◆ KURZE ÜBUNG A
Zähle, in wie vielen Zeilen der unten stehenden Datensätze die Zeichenfolge „providing“ vorkommt, wobei Groß- und Kleinschreibung beachtet wird. Nenne nur die Zahl.

◆ LESETEXT
★ ★ ★ ★
Seitenwechsel „Ich wusste, ich kann das“

Alumna Maxi Pfeiffer-Barth machte sich ohne finanzielle Mittel und alleinerziehend, aber mit großer innerer Überzeugung und Mut selbstständig.

Portraitaufnahme von Maxi Pfeiffer-Barth, Alumna der ASH Berlin
Alumna Maxi Pfeiffer-Barth hat an der ASH Berlin Soziale Arbeit studiert und ist mittlerweile als Supervisorin und Coachin selbstständig tätig.

Am Anfang Ihrer Karriere haben Sie eine kaufmännische Ausbildung absolviert. Warum haben Sie sich entschieden, danach Soziale Arbeit zu studieren? 

Ich habe Kauffrau im Gesundheitswesen im Seniorenheim gelernt. Das hieß, dass ich bereits hier mit Sozialarbeiter_innen zusammengearbeitet habe und die Arbeit mit und für Menschen eine zentrale Rolle gespielt hat. Ich hatte eine wunderbare Ausbilderin, die mich in den ersten Tagen auf Station schickte, damit ich im Büro später weiß, für wen die Einrichtung wichtig ist. Das hat mich sehr geprägt. Mir liegt das Kaufmännische. Meine Ausbildung konnte ich mit sehr guten Noten beenden. Auch das hat mein Selbstvertrauen für ein Studium gestärkt. Nach der Ausbildung war ich in verschiedenen Bereichen im Sozialwesen tätig, bekam zwei Kinder. Zuletzt habe ich junge, benachteiligte Menschen ausgebildet und Coachingprojekte geleitet und konzipiert. Da wusste ich dann auch, dass ich nun mehr will. Ich war wieder bereit für die Schule. Ich wollte mehr wissen, mehr lernen, mein Potential herausfordern. Bei meinem vorherigen beruflichen Weg war es am Ende keine Frage mehr, was ich studieren werde: Soziale Arbeit ganz klar.
★ ★ ★ ★
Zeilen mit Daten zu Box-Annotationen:
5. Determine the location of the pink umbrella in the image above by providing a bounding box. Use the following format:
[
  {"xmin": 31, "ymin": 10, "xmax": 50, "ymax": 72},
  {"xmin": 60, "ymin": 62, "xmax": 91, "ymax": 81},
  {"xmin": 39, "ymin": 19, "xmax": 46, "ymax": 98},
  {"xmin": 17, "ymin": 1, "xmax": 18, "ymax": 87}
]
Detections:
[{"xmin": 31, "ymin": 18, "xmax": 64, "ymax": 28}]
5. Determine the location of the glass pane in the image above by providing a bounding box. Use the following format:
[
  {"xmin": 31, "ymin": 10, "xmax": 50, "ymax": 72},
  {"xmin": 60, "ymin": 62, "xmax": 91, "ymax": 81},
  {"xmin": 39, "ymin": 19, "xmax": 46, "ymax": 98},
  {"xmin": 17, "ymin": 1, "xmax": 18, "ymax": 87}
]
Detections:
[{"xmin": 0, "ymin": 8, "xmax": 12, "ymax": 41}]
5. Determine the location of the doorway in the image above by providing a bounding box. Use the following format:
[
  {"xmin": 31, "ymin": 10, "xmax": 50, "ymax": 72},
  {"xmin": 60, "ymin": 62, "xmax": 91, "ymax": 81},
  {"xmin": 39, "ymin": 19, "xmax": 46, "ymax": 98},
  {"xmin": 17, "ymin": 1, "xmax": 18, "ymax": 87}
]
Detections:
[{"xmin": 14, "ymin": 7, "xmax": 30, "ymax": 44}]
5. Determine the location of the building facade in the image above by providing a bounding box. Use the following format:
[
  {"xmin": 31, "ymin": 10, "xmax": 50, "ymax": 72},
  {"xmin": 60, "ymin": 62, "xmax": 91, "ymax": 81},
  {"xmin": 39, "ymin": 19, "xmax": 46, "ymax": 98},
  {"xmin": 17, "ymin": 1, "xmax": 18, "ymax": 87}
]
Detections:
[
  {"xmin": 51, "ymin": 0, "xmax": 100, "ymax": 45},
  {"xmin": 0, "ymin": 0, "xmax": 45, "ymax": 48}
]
★ ★ ★ ★
◆ KURZE ÜBUNG B
Beantworte diese Fragen zum Interview mit Maxi Pfeiffer-Barth:
(i) Als was ist sie laut Lesetext mittlerweile selbstständig tätig?
(ii) Welche Ausbildung hat sie gemacht, und in welcher Einrichtung?
(iii) Wohin schickte ihre Ausbilderin sie in den ersten Tagen?

◆ LÖSUNG A
4

◆ LÖSUNG B
(i) Als Supervisorin und Coachin.
(ii) Eine Ausbildung zur Kauffrau im Gesundheitswesen, im Seniorenheim.
(iii) Auf Station.